Era
Domingo y estaba recién llegado de un retiro. Con el grupo de los jóvenes
misioneros solemos hacer retiros en el salón comunitario del barrio San José.
Venía de experimentar el frío, porque ahí no hay calefacción ni nada. Dormimos
en el piso sobre alguna alfombra y el frio se te mete en el cuerpo. Con esa
sensación aún en la piel llegue a la parroquia. La noticia que me recibió era
que Humberto, uno de los señores que siempre viene a cenar a Caritas, estaba en
el atrio del templo, con lo poco que tenía (Su bolsa negra que lo acompaña a
todos lados) empapado, enfermo y abandonado. No tenía donde ir, salvo ese
pequeño techo del atrio, no podía comer nada. Tenía una herida con un
torniquete a la altura de la cintura pero poco más se sabía. Los chicos no
habían sabido que hacer con él, le habían dado una manta y algo para tomar. Él
esperaba, firme en la puerta de la parroquia, a que pasara la noche, abriera
sus puertas Cáritas y así poder hablar con la coordinadora, Cristina, para
poder recibir ayuda.

EXTRACTOS DE DATOS ->
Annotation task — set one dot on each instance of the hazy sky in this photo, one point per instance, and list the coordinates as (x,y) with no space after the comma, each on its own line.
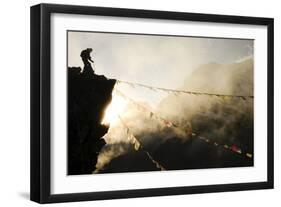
(163,61)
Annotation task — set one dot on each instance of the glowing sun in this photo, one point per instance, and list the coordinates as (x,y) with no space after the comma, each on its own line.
(114,109)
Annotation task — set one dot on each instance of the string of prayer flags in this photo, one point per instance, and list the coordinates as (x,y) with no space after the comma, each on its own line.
(176,92)
(169,124)
(137,145)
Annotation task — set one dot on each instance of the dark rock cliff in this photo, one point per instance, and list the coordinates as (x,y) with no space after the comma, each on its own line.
(88,97)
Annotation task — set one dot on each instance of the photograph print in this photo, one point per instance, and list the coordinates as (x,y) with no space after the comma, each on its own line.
(147,102)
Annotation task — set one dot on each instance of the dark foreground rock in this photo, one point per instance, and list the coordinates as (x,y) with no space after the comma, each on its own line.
(88,97)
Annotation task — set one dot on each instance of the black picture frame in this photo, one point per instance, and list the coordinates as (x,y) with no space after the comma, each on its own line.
(41,95)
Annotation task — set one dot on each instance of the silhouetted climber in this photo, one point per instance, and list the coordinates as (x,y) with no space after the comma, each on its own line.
(86,57)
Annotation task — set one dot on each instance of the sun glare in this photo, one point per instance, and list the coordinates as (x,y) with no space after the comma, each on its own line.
(116,107)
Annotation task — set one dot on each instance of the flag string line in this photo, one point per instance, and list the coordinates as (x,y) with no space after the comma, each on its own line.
(138,145)
(170,124)
(243,97)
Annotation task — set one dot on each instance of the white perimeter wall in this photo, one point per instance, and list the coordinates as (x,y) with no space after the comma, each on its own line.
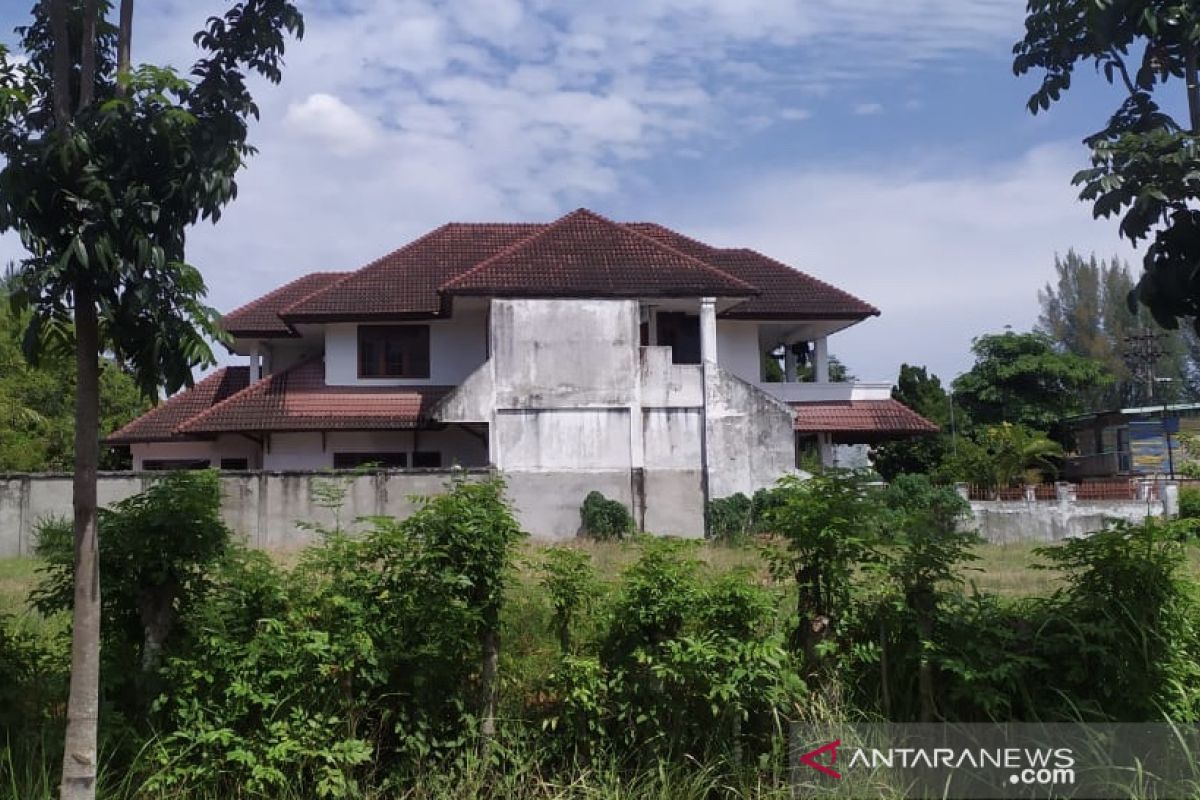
(306,451)
(457,347)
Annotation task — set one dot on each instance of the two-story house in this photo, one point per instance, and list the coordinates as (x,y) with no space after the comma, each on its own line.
(577,355)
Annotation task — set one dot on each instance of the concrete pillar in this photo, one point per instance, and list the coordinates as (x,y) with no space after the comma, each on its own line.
(1170,497)
(789,365)
(825,443)
(821,360)
(708,330)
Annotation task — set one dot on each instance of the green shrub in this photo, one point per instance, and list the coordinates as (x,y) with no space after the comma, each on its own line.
(604,518)
(156,551)
(1189,503)
(377,654)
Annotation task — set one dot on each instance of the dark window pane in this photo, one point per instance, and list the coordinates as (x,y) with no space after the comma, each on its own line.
(427,459)
(162,464)
(383,461)
(394,350)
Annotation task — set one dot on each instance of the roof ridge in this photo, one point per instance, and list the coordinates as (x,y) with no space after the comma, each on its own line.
(277,289)
(810,277)
(261,385)
(285,312)
(582,211)
(177,398)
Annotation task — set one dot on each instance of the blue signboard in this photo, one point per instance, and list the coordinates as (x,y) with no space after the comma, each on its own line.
(1147,447)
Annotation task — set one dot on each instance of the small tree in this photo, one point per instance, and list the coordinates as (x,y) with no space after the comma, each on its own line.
(829,525)
(106,168)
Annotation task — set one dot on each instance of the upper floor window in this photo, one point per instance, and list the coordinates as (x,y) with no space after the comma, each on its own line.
(394,352)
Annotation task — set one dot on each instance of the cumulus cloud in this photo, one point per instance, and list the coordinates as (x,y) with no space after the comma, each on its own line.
(329,120)
(946,252)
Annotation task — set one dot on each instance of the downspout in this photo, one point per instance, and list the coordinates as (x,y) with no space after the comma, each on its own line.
(707,366)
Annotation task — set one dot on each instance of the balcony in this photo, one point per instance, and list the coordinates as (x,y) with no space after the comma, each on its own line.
(826,392)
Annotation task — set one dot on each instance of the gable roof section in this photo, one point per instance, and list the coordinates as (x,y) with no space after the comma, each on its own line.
(870,420)
(299,400)
(406,282)
(587,256)
(261,318)
(786,293)
(161,423)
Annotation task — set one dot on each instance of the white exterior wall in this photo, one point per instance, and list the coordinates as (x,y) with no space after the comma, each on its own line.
(228,446)
(457,347)
(737,349)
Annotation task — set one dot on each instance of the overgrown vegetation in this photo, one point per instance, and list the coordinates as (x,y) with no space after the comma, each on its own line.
(430,653)
(604,518)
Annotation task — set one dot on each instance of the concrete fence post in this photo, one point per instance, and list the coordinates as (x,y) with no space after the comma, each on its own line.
(1170,495)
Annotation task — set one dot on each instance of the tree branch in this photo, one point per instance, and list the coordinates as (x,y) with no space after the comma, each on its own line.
(88,54)
(61,74)
(124,43)
(1189,74)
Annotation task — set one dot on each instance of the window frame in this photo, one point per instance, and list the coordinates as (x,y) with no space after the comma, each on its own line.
(378,336)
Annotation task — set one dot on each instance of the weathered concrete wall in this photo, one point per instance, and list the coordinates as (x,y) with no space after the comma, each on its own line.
(750,437)
(262,507)
(1003,522)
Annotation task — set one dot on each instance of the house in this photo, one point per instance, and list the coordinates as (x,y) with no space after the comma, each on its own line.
(1129,441)
(576,355)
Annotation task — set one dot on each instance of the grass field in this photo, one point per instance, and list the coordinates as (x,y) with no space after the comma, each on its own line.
(1005,570)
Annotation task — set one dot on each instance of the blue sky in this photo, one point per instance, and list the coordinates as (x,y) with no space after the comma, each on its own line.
(883,146)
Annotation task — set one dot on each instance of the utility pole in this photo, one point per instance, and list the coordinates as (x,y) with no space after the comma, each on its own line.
(1141,353)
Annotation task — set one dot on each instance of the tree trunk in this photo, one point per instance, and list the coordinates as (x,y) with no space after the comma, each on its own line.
(79,753)
(124,41)
(88,54)
(1193,84)
(61,74)
(490,644)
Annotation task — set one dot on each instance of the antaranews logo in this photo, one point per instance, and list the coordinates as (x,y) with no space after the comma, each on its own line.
(810,758)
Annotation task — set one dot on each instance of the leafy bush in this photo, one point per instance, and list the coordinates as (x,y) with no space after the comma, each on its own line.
(689,665)
(604,518)
(379,650)
(156,549)
(1189,503)
(570,584)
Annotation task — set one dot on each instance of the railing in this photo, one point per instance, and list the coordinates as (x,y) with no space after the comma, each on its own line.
(827,392)
(1114,489)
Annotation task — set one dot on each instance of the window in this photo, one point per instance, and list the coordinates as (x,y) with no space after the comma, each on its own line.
(384,461)
(165,464)
(394,352)
(681,332)
(427,459)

TAREAS SOLICITADAS ->
A: Enumere los adjetivos con que el relato sobre Humberto describe el estado en que él se encontraba en el atrio del templo.
B: Prosiga el relato sobre Humberto a partir de su última oración.

RESPUESTAS POR TAREA ->
A:
- empapado
- enfermo
- abandonado

B:
Pero
primero había que pasar esa noche y según los chicos no estaba en buenas
condiciones. Yo tampoco, mi dolor de garganta y de cabeza era enorme pero
escuché atentamente todo. Propuse llamar al 911 y llamé a un par de amigos para
ver qué podía hacer. Me dijeron que llame a la comisaría de Victoria, nunca
entendí bien por qué. Una ambulancia ya había ido a verlo a Humberto pero no
habían podido llevárselo porque él no quería, porque solo lo atendían un rato y
después de unas horas lo dejaban en la calle de vuelta. Y ahí tendría que
volverse caminando desde el hospital de San Fernando a la parroquia Aránzazu
solo.
Agustina,
una de las chicas que estaba conmigo, llamó. No le dijeron mucho, que podían
mandar una ambulancia pero a nadie más, que había patrulleros pero sólo para
recorrer y que, lo más indignante, el servicio de asistencia a personas de la
calle sólo funcionaba de Lunes a Viernes. Era increíble, el fin de semana más
frío de todo el año y la respuesta era esa. Después de cortar nos mezclamos
entre todos los que estábamos ahí en un discurso de bronca e impotencia que
obviamente no sirvió de mucho. Finalmente pensé que lo mejor, como siempre, era
moverse uno. Y todos pensaron lo mismo. Hicieron un café, agarraron otra manta
que había tirada por ahí, un poco de comida y salieron al encuentro de
Humberto.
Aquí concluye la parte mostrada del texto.